───── Supplied material ─────

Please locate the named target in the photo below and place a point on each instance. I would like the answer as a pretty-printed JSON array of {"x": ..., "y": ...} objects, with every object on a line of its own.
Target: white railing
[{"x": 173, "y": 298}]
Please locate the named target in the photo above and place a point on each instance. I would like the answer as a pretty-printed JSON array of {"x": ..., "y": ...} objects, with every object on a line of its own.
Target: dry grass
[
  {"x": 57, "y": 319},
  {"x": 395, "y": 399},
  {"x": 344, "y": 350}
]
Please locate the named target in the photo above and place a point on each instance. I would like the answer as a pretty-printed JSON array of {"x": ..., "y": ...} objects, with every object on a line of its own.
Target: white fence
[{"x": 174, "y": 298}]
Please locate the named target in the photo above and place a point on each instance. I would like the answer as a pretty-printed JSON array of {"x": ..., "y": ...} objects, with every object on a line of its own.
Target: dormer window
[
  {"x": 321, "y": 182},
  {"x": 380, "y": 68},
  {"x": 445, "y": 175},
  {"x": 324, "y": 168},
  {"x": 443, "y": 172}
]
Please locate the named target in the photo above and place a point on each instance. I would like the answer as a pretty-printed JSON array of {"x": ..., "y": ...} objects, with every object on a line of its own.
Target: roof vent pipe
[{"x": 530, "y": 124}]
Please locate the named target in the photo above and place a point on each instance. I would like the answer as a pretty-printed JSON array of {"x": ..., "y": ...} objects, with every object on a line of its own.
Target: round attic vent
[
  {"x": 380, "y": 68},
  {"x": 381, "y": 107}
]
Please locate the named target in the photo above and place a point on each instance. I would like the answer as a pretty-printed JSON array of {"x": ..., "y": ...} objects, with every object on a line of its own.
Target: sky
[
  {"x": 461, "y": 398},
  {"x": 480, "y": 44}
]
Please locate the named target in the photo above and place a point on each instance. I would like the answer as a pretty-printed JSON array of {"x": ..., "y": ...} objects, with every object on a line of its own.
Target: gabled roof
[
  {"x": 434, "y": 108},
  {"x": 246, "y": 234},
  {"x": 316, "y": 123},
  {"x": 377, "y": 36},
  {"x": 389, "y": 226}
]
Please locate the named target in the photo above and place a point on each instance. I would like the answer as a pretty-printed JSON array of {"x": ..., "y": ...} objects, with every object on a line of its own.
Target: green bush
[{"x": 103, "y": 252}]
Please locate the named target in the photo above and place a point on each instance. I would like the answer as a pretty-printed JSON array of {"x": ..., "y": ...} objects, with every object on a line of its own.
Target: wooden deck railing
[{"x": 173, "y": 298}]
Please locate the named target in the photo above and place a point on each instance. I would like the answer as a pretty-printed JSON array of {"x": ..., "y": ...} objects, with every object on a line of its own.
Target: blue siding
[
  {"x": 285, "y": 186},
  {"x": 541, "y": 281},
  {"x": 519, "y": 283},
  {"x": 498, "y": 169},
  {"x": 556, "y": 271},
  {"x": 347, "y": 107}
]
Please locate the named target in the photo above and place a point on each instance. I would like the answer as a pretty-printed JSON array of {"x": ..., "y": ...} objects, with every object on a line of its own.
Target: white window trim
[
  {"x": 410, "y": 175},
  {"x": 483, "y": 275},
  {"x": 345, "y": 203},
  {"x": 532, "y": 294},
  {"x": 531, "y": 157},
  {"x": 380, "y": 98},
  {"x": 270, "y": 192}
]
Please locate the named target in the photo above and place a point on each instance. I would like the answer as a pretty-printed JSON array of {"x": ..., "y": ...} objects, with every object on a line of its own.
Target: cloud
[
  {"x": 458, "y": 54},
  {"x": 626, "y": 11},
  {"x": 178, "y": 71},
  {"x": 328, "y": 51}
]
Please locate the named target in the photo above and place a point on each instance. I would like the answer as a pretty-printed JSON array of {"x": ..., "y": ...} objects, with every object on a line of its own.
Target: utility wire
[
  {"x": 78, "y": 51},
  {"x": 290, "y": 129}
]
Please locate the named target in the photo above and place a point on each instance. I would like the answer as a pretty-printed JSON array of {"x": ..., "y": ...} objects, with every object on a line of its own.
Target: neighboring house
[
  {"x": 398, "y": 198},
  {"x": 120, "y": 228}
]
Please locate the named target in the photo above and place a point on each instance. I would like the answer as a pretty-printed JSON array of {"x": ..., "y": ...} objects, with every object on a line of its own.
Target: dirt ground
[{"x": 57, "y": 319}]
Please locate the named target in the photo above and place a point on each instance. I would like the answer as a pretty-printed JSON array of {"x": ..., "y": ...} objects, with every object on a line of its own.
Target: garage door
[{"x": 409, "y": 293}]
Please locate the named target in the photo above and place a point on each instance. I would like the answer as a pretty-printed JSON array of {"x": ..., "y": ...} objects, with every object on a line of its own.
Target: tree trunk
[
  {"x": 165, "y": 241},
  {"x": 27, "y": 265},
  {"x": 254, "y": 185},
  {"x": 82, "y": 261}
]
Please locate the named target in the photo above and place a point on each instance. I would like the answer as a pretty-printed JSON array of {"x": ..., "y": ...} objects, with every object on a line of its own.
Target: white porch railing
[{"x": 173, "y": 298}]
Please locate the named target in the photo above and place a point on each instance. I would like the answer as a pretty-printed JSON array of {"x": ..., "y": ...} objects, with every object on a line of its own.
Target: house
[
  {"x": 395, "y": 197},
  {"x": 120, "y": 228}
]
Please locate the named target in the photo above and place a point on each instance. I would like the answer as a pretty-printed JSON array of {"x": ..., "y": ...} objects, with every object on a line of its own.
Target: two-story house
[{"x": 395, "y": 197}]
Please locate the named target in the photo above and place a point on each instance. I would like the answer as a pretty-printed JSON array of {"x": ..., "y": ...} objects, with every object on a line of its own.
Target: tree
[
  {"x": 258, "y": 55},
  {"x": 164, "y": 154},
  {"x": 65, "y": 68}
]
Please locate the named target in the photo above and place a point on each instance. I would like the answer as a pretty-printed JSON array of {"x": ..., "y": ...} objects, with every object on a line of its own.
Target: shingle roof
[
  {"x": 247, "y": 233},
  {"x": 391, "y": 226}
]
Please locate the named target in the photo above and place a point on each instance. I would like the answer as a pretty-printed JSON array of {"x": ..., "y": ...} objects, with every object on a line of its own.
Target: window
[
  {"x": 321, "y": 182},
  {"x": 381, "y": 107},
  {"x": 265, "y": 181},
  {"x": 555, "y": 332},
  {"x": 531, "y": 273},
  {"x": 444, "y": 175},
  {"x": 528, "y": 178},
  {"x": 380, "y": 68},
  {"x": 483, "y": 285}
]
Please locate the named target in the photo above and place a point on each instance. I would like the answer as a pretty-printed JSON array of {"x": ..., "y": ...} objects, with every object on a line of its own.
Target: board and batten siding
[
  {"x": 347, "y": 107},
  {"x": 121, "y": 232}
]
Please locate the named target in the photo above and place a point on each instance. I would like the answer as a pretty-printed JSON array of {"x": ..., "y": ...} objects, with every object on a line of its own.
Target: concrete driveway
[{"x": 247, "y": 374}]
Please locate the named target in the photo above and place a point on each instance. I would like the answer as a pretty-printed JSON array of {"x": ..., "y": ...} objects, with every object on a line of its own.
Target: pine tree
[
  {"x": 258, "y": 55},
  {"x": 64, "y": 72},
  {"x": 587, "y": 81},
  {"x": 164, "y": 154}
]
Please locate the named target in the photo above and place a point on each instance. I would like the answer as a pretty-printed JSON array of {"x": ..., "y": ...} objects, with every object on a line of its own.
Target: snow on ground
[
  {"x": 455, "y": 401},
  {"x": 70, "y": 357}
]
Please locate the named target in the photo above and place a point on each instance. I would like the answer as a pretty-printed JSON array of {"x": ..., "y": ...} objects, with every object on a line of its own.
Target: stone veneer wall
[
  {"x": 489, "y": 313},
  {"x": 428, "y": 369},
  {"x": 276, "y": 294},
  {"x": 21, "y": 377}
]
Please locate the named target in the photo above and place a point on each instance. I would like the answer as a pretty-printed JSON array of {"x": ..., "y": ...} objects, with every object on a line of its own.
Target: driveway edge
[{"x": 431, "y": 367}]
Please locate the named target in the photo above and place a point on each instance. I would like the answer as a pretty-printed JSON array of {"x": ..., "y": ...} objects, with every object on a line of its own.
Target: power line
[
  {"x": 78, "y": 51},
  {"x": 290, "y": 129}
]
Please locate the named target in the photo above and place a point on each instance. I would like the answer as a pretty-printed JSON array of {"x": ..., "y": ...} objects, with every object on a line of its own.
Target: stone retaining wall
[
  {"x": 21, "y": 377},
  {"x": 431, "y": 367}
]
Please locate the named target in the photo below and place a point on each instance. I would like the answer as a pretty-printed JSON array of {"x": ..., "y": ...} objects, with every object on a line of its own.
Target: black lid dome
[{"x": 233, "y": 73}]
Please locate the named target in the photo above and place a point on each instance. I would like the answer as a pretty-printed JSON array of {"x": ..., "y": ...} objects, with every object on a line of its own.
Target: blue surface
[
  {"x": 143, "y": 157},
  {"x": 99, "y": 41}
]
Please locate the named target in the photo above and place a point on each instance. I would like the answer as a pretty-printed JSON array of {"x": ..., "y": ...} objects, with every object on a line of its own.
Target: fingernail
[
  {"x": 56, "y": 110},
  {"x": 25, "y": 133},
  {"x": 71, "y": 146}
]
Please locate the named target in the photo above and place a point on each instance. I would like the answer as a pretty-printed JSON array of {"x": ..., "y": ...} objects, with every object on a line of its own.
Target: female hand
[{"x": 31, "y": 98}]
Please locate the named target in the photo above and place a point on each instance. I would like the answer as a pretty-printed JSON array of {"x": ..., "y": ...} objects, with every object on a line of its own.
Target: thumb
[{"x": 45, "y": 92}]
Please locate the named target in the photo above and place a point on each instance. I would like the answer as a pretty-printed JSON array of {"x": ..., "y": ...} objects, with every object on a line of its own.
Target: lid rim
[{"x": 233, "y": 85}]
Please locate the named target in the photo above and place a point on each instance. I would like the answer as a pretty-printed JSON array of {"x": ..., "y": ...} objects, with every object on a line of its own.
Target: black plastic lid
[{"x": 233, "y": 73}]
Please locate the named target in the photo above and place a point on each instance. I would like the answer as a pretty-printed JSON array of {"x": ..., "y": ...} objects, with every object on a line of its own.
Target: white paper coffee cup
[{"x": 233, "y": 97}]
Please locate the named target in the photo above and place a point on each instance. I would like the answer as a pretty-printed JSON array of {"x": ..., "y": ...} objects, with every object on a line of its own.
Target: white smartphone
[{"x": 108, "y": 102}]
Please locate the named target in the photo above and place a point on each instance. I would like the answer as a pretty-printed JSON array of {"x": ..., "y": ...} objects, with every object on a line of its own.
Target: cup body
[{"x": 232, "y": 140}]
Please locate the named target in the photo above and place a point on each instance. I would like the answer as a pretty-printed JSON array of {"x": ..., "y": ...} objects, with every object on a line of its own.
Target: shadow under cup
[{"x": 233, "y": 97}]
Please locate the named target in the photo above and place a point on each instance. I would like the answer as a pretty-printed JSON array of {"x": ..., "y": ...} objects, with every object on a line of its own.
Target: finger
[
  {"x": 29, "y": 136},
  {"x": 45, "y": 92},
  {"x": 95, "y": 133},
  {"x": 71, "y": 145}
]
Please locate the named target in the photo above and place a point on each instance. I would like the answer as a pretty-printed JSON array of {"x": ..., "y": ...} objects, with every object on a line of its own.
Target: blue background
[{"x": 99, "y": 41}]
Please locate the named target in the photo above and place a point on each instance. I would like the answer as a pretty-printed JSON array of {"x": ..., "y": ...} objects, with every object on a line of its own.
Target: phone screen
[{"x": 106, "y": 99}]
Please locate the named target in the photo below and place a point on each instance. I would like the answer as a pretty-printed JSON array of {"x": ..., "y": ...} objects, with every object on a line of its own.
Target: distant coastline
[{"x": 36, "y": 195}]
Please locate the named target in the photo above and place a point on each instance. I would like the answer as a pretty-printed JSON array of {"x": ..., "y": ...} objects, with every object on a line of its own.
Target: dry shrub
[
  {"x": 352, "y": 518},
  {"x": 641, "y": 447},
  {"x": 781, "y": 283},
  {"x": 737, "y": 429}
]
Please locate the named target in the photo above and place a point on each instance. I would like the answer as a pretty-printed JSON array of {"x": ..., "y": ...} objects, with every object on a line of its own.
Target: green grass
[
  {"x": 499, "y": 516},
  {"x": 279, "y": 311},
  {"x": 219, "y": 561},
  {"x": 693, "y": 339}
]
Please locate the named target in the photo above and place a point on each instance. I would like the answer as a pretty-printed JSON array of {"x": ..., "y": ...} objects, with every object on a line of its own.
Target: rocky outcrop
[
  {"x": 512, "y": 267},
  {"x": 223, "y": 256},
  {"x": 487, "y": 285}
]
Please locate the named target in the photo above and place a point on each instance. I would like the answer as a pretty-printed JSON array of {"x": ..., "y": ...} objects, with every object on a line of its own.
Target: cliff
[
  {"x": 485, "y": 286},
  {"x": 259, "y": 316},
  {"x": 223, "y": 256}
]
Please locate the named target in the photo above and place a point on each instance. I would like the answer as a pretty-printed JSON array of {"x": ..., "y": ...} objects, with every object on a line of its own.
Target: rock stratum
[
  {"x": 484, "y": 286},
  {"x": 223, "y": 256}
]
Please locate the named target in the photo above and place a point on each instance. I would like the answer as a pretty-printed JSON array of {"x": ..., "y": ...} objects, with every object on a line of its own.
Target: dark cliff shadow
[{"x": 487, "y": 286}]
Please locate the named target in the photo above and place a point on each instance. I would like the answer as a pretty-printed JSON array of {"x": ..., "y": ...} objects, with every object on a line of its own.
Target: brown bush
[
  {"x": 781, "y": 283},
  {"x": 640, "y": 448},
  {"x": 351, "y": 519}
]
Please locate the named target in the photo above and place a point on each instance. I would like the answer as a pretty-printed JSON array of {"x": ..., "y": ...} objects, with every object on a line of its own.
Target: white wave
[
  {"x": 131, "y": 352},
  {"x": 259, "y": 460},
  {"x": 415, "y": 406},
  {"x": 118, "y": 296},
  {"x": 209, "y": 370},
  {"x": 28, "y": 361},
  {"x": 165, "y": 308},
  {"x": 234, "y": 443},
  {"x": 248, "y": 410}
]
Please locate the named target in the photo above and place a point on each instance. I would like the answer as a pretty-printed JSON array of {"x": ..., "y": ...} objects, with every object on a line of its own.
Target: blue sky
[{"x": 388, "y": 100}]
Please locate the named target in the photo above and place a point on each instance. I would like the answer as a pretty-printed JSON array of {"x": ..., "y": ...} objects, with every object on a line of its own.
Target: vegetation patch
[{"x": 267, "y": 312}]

─────

* _What is needed_
Print only the lines from the one with "Target: blue sky" to the end of the records, both included.

* _Reply to the exercise_
Target: blue sky
[{"x": 388, "y": 100}]
Please locate the named target in the photo above and place a point on each instance. I would like the answer as a pretty-printed JSON array of {"x": ..., "y": ...} objects, with every object on a line of its own.
Target: vegetation patch
[{"x": 267, "y": 312}]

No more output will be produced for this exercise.